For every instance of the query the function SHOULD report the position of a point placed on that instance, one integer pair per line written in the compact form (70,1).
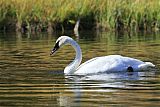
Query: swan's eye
(56,47)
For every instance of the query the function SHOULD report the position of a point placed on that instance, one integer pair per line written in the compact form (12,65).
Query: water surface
(29,76)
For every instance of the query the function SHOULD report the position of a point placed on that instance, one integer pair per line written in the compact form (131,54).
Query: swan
(110,63)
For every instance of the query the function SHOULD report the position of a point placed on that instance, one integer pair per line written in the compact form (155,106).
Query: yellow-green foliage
(106,13)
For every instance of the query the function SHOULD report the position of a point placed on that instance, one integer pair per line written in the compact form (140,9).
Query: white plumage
(110,63)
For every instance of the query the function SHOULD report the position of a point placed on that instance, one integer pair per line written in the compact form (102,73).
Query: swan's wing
(100,64)
(108,63)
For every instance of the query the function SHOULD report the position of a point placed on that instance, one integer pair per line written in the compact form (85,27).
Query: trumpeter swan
(98,64)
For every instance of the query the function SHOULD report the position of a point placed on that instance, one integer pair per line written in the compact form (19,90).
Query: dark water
(29,76)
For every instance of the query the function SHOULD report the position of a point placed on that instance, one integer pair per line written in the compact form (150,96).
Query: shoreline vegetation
(52,15)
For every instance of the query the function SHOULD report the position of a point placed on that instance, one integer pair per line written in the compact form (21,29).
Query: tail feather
(146,65)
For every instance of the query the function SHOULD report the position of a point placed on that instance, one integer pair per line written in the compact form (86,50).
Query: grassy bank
(49,15)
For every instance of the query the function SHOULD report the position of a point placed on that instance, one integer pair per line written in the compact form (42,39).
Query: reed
(37,15)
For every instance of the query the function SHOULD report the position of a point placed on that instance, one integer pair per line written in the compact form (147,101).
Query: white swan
(98,64)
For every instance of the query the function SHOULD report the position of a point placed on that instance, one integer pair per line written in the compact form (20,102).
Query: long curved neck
(71,68)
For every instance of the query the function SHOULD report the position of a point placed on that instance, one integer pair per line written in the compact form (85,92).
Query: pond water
(29,76)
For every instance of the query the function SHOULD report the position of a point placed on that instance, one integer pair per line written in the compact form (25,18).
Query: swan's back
(108,64)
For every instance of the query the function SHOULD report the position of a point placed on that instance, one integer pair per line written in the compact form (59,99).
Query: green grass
(36,15)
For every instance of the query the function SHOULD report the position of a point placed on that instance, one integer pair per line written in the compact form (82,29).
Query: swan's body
(109,63)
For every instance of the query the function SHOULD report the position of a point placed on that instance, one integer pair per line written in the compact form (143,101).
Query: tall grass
(37,15)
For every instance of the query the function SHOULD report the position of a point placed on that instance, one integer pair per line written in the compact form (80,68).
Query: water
(29,76)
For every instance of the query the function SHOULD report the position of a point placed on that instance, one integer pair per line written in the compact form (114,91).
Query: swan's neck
(71,68)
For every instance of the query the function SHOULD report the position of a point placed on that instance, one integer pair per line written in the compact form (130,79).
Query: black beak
(56,47)
(53,51)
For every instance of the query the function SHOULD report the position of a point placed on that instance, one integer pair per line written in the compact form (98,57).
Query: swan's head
(59,43)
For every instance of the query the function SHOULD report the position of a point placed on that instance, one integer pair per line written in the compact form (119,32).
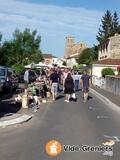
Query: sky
(55,19)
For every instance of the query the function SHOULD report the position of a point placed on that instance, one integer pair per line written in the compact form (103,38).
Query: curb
(18,120)
(104,99)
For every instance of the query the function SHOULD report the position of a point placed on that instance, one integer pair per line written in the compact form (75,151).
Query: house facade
(109,57)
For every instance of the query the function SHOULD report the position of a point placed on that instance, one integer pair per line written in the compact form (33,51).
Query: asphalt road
(75,123)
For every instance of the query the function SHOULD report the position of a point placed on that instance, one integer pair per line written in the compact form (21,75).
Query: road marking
(116,138)
(102,117)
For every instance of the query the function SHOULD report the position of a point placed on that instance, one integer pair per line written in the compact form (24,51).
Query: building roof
(48,56)
(108,62)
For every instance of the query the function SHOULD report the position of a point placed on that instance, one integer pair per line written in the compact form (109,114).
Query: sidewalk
(113,98)
(11,114)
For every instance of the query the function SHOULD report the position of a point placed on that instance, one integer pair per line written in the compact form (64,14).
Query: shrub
(107,71)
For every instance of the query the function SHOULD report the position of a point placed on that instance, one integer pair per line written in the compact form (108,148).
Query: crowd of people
(62,80)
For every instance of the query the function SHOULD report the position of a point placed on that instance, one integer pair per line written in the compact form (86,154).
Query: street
(75,123)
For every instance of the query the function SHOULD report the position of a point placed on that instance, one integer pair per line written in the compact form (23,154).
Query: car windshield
(2,72)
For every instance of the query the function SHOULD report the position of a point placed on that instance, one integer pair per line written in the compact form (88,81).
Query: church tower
(68,46)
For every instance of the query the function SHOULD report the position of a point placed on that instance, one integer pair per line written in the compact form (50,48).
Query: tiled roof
(47,56)
(108,62)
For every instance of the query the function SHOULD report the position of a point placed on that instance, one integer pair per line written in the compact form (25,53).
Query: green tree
(88,55)
(107,71)
(64,63)
(115,23)
(23,49)
(106,28)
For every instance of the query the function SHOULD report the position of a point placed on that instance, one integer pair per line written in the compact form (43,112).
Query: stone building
(111,48)
(72,48)
(109,57)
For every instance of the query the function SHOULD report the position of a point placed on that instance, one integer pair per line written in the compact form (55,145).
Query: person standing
(69,87)
(54,79)
(65,73)
(85,83)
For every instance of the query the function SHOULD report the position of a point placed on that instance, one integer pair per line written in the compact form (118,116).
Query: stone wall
(113,84)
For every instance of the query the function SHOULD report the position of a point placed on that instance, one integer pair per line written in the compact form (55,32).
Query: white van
(7,79)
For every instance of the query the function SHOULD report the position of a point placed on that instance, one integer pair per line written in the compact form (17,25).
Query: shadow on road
(8,105)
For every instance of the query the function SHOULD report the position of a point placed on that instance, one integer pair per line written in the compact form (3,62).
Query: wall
(113,84)
(97,69)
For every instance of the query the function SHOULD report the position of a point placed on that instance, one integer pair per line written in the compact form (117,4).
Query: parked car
(8,79)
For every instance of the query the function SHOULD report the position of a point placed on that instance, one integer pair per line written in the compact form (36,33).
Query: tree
(24,48)
(106,27)
(64,63)
(115,24)
(88,55)
(107,71)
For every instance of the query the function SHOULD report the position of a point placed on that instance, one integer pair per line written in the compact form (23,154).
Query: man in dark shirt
(54,79)
(85,83)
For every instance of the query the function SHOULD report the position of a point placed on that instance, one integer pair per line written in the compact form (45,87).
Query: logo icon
(53,148)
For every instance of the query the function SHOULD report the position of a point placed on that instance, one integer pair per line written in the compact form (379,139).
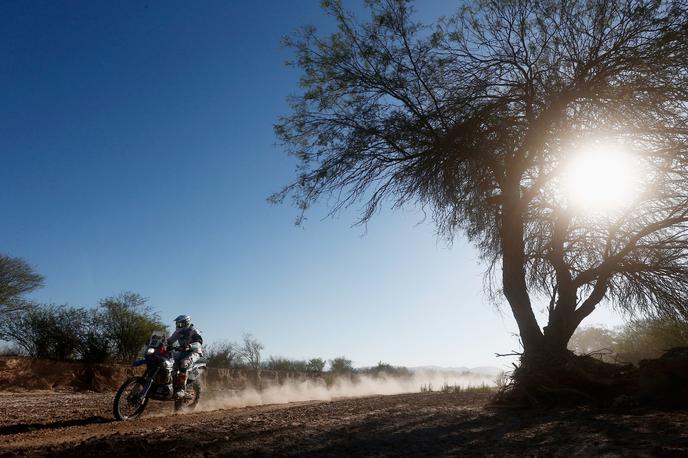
------------------------------------
What the task requires –
Send back an exact copy of only the lines from the line with "Query: swan's wing" up to and including the line with "compact form (21,29)." in the data above.

Expected answer –
Query: swan's wing
(100,64)
(108,63)
For every instance of the query the function SHOULD report the position of a point placed on that instance, one integer pair per line written in the compact form (85,27).
Query: trumpeter swan
(98,64)
For every instance of the query the function SHOULD report the position of a point placed on that instance, one integer pair per line written in the compact form (19,90).
Query: dark water
(29,76)
For every instance of the query the function SHOULD report the position of a point placed on that instance, one integer pair per line written in the compact form (150,96).
Query: shoreline vegetation
(52,15)
For every instance of the query the function SHOULD report the position of a point placed on that instance, one integer pair per line written in the compact form (21,29).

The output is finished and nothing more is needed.